-- START PROVIDED TEXT --
The answer to your question is that, so long as your functions are properly round tripping pointers to a type through a char* back to its original type, then your function is safe, even if you were to interleave reads (and potentially writes, see caveat at end of EDIT) through the char* alias with reads+writes through the underlying type alias.
These two technical references (3.10.10) are useful for answering your question. These other references help give a better understanding of the technical information.
====
EDIT: In the comments below, zmb objects that while char* can legitimately alias a different type, that the converse is not true as several sources seem to say in varying forms: that the char* exception to the strict aliasing rule is an asymmetric, "one-way" rule.
Let us modify my above strict-aliasing code example and ask would this new version similarly result in undefined behavior?
#include <iostream>
char foo(char *x, long *y)
{
// can foo assume that x and y cannot alias the same memory?
*x = -1;
*y = 0;
return *x;
}
int main()
{
long a;
char b = foo(reinterpret_cast<char*>(&a), &a); // explicitly allowed!
// if this is defined behavior then what must the values of b and a be?
std::cout << (int) b << ' ' << a << std::endl;
return 0;
}
I argue that this is defined behavior and that both a and b must be zero after the call to foo. From the C++ standard (3.10.10):
If a program attempts to access the stored value of an object through a glvalue of other than one of the following types the behavior is undefined:^52
the dynamic type of the object ...
a char or unsigned char type ...
^52: The intent of this list is to specify those circumstances in which an object may or may not be aliased.
In the above program, I am accessing the stored value of an object through both its actual type and a char type, so it is defined behavior and the results have to comport with the serial execution of the code as written.
Now, there is no general way for the compiler to always statically know in foo that the pointer x actually aliases y or not (e.g. - imagine if foo was defined in a library). Maybe the program could detect such aliasing at run time by examining the values of the pointers themselves or consulting RTTI, but the overhead this would incur wouldn't be worth it. Instead, the better way to generally compile foo and allow for defined behavior when x and y do happen to alias one another is to always assume that they could (i.e. - disable strict alias optimizations when a char* is in play).
Here's what happens when I compile and run the above program:
$ g++ -Wall test59.cc
$ ./a.out
0 0
$ g++ -O3 -Wall test59.cc
$ ./a.out
0 0
This output is at odds with the earlier, similar strict-aliasing program's. This is not dispositive proof that I'm right about the standard, but the different results from the same compiler provides decent evidence that I may be right (or, at least that one important compiler seems to understand the standard the same way).
-- END PROVIDED TEXT --
-- START RECORDS PROVIDED --
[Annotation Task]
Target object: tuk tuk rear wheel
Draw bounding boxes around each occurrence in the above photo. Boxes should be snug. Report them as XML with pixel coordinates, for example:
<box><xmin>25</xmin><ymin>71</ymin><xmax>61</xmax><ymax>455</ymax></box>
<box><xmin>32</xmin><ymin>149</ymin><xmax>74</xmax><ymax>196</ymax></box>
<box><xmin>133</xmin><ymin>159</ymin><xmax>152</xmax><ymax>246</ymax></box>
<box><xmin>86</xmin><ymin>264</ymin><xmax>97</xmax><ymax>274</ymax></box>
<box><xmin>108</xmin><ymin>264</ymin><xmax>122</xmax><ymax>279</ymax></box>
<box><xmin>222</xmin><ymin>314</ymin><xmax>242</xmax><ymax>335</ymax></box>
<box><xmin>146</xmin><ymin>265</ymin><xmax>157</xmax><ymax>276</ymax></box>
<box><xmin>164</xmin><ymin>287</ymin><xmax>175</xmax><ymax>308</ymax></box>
-- END RECORDS PROVIDED --
> [REQUIREMENT 1]: In the strict-aliasing text, what output did the program print when compiled with the -O3 flag?
> [REQUIREMENT 2]: Rewrite the paragraph of the strict-aliasing text that begins "Now, there is no general way" as a short bulleted list that keeps its main facts.
> [REQUIREMENT 3]: Extend the strict-aliasing text with a passage that starts right after its final sentence.
The lines are separate material and are not part of the strict-aliasing text.

> [ANSWER 1]: It printed "0 0".

> [ANSWER 2]:
- The compiler has no general way to know statically in foo whether pointer x aliases y, for example when foo is defined in a library.
- Detecting aliasing at run time, by examining the pointer values or consulting RTTI, would cost more overhead than it is worth.
- The better way to compile foo is to always assume x and y could alias, which means disabling strict-alias optimizations when a char* is in play.

> [ANSWER 3]:
Let's examine some of the seemingly conflicting sources:
The converse is not true. Casting a char* to a pointer of any type other than a char* and dereferencing it is usually in volation of the strict aliasing rule. In other words, casting from a pointer of one type to pointer of an unrelated type through a char* is undefined.
The bolded bit is why this quote doesn't apply to the problem addressed by my answer nor the example I just gave. In both my answer and the example, the aliased memory is being accessed both through a char* and the actual type of the object itself, which can be defined behavior.
Both C and C++ allow accessing any object type via char * (or specifically, an lvalue of type char). They do not allow accessing a char object via an arbitrary type. So yes, the rule is a "one way" rule."
Again, the bolded bit is why this statement doesn't apply to my answers. In this and similar counter-examples, an array of characters is being accessed through a pointer of an unrelated type. Even in C, this is UB because the character array might not be aligned according to the aliased type's requirements, for example. In C++, this is UB because such access does not meet any of the type aliasing rules as the underlying type of the object actually is char.
In my examples, we first have a valid pointer to a properly constructed type that is then aliased by a char* and then reads and writes through these two aliased pointers are interleaved, which can be defined behavior. So, there seems to be some confusion and conflation out there between the strict aliasing exception for char and not accessing an underlying object through an incompatible reference.
int value;
int *p = &value;
char *q = reinterpret_cast<char*>(&value);
Both p and p refer to the same address, they are aliasing the same memory. What the language does is provide a set of rules defining the behaviors that are guaranteed: write through p read through q fine, other way around not fine.
The standard and many examples clearly state that "write through q, then read through p (or value)" can be well defined behavior. What is not as abundantly clear, but what I'm arguing for here, is that "write through p (or value), then read through q" is always well defined. I claim even further, that "reads and writes through p (or value) can be arbitrarily interleaved with reads and writes to q" with well defined behavior.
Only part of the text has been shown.